→ **Work to do**:
Extract the full listing below without altering a single character.

(Records from a collection)
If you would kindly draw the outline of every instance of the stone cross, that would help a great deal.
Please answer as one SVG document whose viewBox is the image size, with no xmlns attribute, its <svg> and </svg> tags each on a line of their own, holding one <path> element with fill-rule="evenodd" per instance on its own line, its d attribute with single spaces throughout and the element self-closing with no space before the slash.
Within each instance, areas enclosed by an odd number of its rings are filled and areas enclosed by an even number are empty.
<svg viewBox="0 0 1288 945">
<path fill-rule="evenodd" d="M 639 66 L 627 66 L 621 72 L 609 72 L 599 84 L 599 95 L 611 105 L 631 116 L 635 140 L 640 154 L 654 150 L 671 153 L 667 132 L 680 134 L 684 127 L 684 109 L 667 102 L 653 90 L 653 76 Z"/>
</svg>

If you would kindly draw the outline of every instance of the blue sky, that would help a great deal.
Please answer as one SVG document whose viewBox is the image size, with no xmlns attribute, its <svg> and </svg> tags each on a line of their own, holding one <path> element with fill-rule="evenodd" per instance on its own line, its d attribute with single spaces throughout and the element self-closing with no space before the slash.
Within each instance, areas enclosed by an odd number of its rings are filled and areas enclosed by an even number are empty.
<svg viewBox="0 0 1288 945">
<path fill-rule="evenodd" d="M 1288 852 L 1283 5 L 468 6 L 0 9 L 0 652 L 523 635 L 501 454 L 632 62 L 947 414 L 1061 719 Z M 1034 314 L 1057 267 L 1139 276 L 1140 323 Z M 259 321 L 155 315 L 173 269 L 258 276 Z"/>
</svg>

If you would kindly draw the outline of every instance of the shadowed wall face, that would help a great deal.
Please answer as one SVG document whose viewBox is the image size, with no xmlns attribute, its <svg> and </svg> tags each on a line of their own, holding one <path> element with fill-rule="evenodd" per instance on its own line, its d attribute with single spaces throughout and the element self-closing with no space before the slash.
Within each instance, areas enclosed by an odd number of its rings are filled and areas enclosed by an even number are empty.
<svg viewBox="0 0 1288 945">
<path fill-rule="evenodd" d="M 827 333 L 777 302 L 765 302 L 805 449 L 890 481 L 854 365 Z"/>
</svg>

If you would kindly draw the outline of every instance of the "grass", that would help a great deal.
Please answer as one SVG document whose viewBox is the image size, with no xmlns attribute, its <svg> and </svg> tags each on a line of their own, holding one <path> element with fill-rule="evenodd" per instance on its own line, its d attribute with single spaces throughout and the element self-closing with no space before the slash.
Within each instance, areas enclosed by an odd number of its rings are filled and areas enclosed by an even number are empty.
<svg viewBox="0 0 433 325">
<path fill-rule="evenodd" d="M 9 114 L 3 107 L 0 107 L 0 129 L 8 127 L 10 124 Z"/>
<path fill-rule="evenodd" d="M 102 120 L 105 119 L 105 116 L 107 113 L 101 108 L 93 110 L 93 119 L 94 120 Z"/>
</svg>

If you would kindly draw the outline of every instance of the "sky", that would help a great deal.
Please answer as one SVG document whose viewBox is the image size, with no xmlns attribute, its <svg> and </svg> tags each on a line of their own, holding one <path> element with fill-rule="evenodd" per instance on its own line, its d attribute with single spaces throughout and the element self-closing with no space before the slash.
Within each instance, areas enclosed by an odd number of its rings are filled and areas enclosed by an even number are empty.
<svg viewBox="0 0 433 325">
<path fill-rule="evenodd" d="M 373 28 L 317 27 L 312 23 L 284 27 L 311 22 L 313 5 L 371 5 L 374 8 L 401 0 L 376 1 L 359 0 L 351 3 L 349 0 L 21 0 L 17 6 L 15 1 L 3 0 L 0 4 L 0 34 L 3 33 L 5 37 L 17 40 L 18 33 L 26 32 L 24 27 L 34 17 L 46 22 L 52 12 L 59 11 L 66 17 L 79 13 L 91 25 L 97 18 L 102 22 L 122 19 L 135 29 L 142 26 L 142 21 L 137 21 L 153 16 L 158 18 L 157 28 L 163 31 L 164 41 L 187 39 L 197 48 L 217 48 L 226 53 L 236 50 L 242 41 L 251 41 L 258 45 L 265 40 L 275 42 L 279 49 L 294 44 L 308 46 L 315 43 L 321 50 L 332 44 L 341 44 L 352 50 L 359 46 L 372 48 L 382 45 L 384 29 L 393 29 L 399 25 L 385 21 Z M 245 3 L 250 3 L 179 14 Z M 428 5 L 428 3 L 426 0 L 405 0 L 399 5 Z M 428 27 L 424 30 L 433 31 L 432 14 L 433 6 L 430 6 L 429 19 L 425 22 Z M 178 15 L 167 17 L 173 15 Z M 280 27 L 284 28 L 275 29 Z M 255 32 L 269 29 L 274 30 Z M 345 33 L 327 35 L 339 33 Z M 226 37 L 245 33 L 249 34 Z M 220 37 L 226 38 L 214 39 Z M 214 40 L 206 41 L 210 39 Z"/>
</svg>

→ **Answer below**:
If you would kindly draw the outline of every instance of the stone cross, that would help a great deal.
Please answer as one SVG document whose viewBox is the image size, with no xmlns attribute, its <svg> and </svg> tags each on a line of their own, holding one <path> element with fill-rule="evenodd" per instance on its own line, its d attribute with single spaces throughout and the element self-closing with no space before the slash.
Within each instance, areas enclosed by an odd number of its rings are filled and areas enclosed by an even number are empty.
<svg viewBox="0 0 1288 945">
<path fill-rule="evenodd" d="M 639 66 L 627 66 L 621 72 L 609 72 L 599 84 L 599 95 L 611 105 L 631 116 L 635 140 L 640 154 L 654 150 L 671 153 L 667 132 L 680 134 L 684 127 L 684 109 L 667 102 L 653 90 L 653 76 Z"/>
</svg>

If you would kindly draw the outline of every instance of the blue sky, that would help a great deal.
Please answer as one SVG document whose viewBox is the image size, with no xmlns attribute, its <svg> and </svg> tags each on a line of their own, holding one <path> element with fill-rule="evenodd" per instance on its own line, its d attribute with single spaces throughout and the element self-closing with no space before the slash.
Within each instance, areas enclosed by an odd number of its rings are filled and areas enclosed by an even number are empty.
<svg viewBox="0 0 1288 945">
<path fill-rule="evenodd" d="M 1288 852 L 1283 5 L 468 6 L 0 9 L 0 652 L 523 635 L 501 454 L 632 62 L 947 414 L 1061 719 Z M 1034 314 L 1057 267 L 1139 276 L 1140 323 Z M 259 321 L 155 315 L 173 269 L 258 276 Z"/>
</svg>

If you would kindly draw the outline of every instance of the shadowed wall face, that would help a great deal.
Please answer as one SVG document whose viewBox is the image size, with no xmlns attribute, its <svg> and </svg> tags each on a line of their own, holding one <path> element with fill-rule="evenodd" per instance on its own line, its d attribute with single spaces throughout and the element self-closing with no space before the slash.
Within each instance, areas enclosed by an odd number of its rings are filled and areas enclosed by an even number are empty.
<svg viewBox="0 0 1288 945">
<path fill-rule="evenodd" d="M 827 333 L 777 302 L 765 302 L 805 449 L 890 481 L 854 365 Z"/>
</svg>

If you would kindly draw the outline of every instance of the "grass", that would help a great deal.
Please answer as one SVG document whose viewBox is the image size, with no xmlns attribute, its <svg> and </svg> tags each on a line of their own, holding one <path> element with fill-rule="evenodd" per instance on its own line, its d attribute with single spaces throughout and the element self-closing with no space before the slash.
Within each instance, areas enclosed by an odd number of its rings are filled and areas enclosed by an even number are empty.
<svg viewBox="0 0 433 325">
<path fill-rule="evenodd" d="M 9 114 L 3 107 L 0 107 L 0 129 L 8 127 L 10 124 Z"/>
<path fill-rule="evenodd" d="M 102 120 L 105 119 L 105 116 L 107 113 L 101 108 L 93 110 L 93 119 L 94 120 Z"/>
</svg>

If you would kindly draw the outline of every instance of the "sky", that would help a great deal.
Please answer as one SVG document whose viewBox is the image size, with no xmlns attribute, its <svg> and </svg> tags each on a line of their own, holding one <path> element with fill-rule="evenodd" per instance on its own line, its d attribute with single spaces throughout and the element self-closing with no space before the slash.
Within each instance, areas enclosed by an odd number of its rings are filled and areas enclosed by an even number are empty.
<svg viewBox="0 0 433 325">
<path fill-rule="evenodd" d="M 373 28 L 317 27 L 312 23 L 284 27 L 311 22 L 313 5 L 371 5 L 374 8 L 401 0 L 376 1 L 359 0 L 351 3 L 349 0 L 21 0 L 17 6 L 15 1 L 3 0 L 0 4 L 0 34 L 3 33 L 5 37 L 17 40 L 18 33 L 26 32 L 24 27 L 34 17 L 46 22 L 52 12 L 59 11 L 66 17 L 79 13 L 91 25 L 97 18 L 102 22 L 122 19 L 135 29 L 142 26 L 142 21 L 137 21 L 153 16 L 158 18 L 157 28 L 163 31 L 164 41 L 187 39 L 197 48 L 217 48 L 226 53 L 236 50 L 242 41 L 251 41 L 258 45 L 265 40 L 275 42 L 279 49 L 294 44 L 308 46 L 315 43 L 321 50 L 332 44 L 341 44 L 352 50 L 359 46 L 372 48 L 382 45 L 384 29 L 393 29 L 399 25 L 385 21 Z M 245 3 L 250 3 L 179 14 Z M 428 5 L 428 3 L 426 0 L 405 0 L 399 5 Z M 428 27 L 424 30 L 433 31 L 432 14 L 433 6 L 430 6 L 429 19 L 425 22 Z M 178 15 L 167 17 L 173 15 Z M 280 27 L 284 28 L 275 29 Z M 255 32 L 269 29 L 274 30 Z M 345 33 L 327 35 L 339 33 Z M 226 37 L 245 33 L 249 34 Z M 220 37 L 226 38 L 214 39 Z M 214 40 L 206 41 L 210 39 Z"/>
</svg>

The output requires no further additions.